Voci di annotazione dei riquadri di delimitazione
►

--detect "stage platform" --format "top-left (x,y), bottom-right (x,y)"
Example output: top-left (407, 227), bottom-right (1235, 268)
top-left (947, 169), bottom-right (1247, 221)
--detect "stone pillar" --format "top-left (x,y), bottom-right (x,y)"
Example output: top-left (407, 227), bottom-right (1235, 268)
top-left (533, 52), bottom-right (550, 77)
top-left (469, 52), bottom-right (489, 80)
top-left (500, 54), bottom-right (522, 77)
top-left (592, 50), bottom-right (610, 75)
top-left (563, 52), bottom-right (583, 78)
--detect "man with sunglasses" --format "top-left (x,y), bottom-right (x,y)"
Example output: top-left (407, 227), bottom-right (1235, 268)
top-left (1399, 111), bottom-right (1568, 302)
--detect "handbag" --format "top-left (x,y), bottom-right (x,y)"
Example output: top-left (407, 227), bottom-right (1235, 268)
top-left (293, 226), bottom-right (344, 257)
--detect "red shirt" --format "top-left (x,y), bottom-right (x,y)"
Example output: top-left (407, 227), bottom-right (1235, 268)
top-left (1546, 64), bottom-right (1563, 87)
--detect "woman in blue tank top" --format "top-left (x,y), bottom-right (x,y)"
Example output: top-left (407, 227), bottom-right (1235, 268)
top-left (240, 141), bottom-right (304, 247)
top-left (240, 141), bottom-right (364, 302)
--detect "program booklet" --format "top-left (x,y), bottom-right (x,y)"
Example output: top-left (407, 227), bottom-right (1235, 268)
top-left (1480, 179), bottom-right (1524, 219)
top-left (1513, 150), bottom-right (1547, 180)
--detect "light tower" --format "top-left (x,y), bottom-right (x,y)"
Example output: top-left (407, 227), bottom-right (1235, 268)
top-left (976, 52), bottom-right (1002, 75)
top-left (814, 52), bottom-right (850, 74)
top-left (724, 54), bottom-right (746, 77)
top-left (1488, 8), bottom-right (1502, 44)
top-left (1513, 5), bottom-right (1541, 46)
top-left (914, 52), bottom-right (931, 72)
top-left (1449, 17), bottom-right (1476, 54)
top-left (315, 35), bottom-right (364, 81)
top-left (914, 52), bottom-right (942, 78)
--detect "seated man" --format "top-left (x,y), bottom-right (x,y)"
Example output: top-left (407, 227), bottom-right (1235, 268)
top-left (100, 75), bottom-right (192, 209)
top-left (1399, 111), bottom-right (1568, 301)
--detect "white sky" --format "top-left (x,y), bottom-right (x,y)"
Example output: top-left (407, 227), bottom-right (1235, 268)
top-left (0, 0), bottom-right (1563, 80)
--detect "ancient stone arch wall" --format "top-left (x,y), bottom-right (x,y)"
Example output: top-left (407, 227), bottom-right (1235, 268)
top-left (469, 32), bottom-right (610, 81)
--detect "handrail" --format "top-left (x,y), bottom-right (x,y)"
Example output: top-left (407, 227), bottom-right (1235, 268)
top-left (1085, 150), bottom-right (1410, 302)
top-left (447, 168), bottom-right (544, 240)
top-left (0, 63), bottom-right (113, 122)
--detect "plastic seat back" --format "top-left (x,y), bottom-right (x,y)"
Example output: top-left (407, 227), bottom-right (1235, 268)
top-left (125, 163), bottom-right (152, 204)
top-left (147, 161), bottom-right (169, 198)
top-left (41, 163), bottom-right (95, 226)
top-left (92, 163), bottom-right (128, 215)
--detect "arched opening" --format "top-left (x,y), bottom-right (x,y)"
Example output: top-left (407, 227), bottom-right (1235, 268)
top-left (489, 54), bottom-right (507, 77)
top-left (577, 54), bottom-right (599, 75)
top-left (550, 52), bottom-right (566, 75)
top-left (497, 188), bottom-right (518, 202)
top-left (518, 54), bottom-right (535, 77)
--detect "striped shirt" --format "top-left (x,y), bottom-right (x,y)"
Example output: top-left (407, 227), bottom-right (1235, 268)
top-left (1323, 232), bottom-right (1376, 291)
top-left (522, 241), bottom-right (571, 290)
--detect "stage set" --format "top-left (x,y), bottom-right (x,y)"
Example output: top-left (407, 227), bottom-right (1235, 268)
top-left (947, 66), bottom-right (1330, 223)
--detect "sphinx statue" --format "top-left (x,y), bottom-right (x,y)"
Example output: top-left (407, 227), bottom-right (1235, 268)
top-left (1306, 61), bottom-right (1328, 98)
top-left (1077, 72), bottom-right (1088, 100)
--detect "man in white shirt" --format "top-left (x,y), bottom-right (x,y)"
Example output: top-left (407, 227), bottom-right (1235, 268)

◄

## ESERCIZIO
Riscrivi i dati riportati sopra come elenco numerato, tralasciando le righe vuote.

## SOLUZIONE
1. --detect "stage platform" --format "top-left (x,y), bottom-right (x,y)"
2. Example output: top-left (407, 227), bottom-right (1235, 268)
3. top-left (947, 169), bottom-right (1247, 221)
4. --detect "stone pillar" --format "top-left (x,y), bottom-right (x,y)"
5. Example output: top-left (407, 227), bottom-right (1235, 268)
6. top-left (533, 52), bottom-right (550, 77)
7. top-left (469, 52), bottom-right (489, 80)
8. top-left (500, 54), bottom-right (522, 77)
9. top-left (592, 50), bottom-right (610, 75)
10. top-left (563, 52), bottom-right (583, 78)
11. --detect "man with sunglasses" --format "top-left (x,y), bottom-right (x,y)"
12. Example output: top-left (407, 227), bottom-right (1235, 268)
13. top-left (1399, 111), bottom-right (1568, 302)
14. --detect "handbag" --format "top-left (x,y), bottom-right (x,y)"
15. Example output: top-left (407, 227), bottom-right (1235, 268)
16. top-left (293, 226), bottom-right (344, 257)
17. --detect "red shirt" --format "top-left (x,y), bottom-right (x,y)"
18. Example output: top-left (407, 227), bottom-right (1235, 268)
19. top-left (1546, 64), bottom-right (1563, 87)
20. --detect "woman in blue tank top" --format "top-left (x,y), bottom-right (x,y)"
21. Example output: top-left (407, 227), bottom-right (1235, 268)
22. top-left (240, 141), bottom-right (304, 247)
23. top-left (240, 141), bottom-right (364, 302)
24. --detect "program booklet" --format "top-left (x,y), bottom-right (x,y)"
25. Example output: top-left (407, 227), bottom-right (1235, 268)
26. top-left (1480, 179), bottom-right (1524, 219)
27. top-left (1513, 150), bottom-right (1547, 180)
28. --detect "light tower" --format "top-left (x,y), bottom-right (x,y)"
29. Example output: top-left (407, 227), bottom-right (1235, 268)
30. top-left (976, 52), bottom-right (1002, 75)
31. top-left (814, 52), bottom-right (850, 74)
32. top-left (724, 54), bottom-right (746, 77)
33. top-left (1488, 8), bottom-right (1502, 44)
34. top-left (1513, 5), bottom-right (1541, 46)
35. top-left (914, 52), bottom-right (931, 72)
36. top-left (1449, 17), bottom-right (1476, 54)
37. top-left (315, 35), bottom-right (364, 81)
38. top-left (914, 52), bottom-right (942, 78)
39. --detect "seated man" --format "top-left (x,y), bottom-right (x,y)"
40. Example output: top-left (407, 227), bottom-right (1235, 268)
41. top-left (100, 75), bottom-right (192, 209)
42. top-left (1399, 111), bottom-right (1568, 301)
43. --detect "white sky" --format "top-left (x,y), bottom-right (x,y)"
44. Example output: top-left (407, 227), bottom-right (1235, 268)
45. top-left (0, 0), bottom-right (1563, 80)
46. --detect "ancient stone arch wall" --format "top-left (x,y), bottom-right (x,y)"
47. Example output: top-left (407, 227), bottom-right (1235, 268)
48. top-left (469, 32), bottom-right (610, 81)
49. --detect "handrail" --format "top-left (x,y), bottom-right (x,y)"
50. Example output: top-left (407, 227), bottom-right (1235, 268)
51. top-left (1085, 150), bottom-right (1410, 302)
52. top-left (447, 168), bottom-right (544, 240)
53. top-left (0, 63), bottom-right (113, 122)
54. --detect "plastic seat back" --format "top-left (x,y), bottom-right (x,y)"
55. Example output: top-left (407, 227), bottom-right (1235, 268)
56. top-left (125, 163), bottom-right (152, 204)
57. top-left (147, 161), bottom-right (169, 198)
58. top-left (41, 163), bottom-right (95, 226)
59. top-left (92, 163), bottom-right (128, 215)
60. --detect "arched opening" --format "top-left (x,y), bottom-right (x,y)"
61. Example output: top-left (407, 227), bottom-right (1235, 268)
62. top-left (489, 54), bottom-right (507, 77)
63. top-left (577, 54), bottom-right (599, 75)
64. top-left (550, 52), bottom-right (566, 75)
65. top-left (497, 188), bottom-right (518, 202)
66. top-left (518, 54), bottom-right (535, 77)
67. --detect "striped shirt" --format "top-left (x,y), bottom-right (x,y)"
68. Example output: top-left (407, 227), bottom-right (1235, 268)
69. top-left (1323, 232), bottom-right (1376, 291)
70. top-left (522, 241), bottom-right (571, 290)
71. --detect "stage set" --format "top-left (x,y), bottom-right (x,y)"
72. Example output: top-left (407, 227), bottom-right (1235, 268)
73. top-left (947, 66), bottom-right (1330, 223)
74. --detect "sphinx statue" --format "top-left (x,y), bottom-right (x,y)"
75. Example output: top-left (407, 227), bottom-right (1235, 268)
76. top-left (1306, 61), bottom-right (1328, 98)
77. top-left (1077, 72), bottom-right (1088, 100)
78. --detect "man in white shirt" --format "top-left (x,y), bottom-right (x,y)"
79. Example output: top-left (407, 227), bottom-right (1235, 268)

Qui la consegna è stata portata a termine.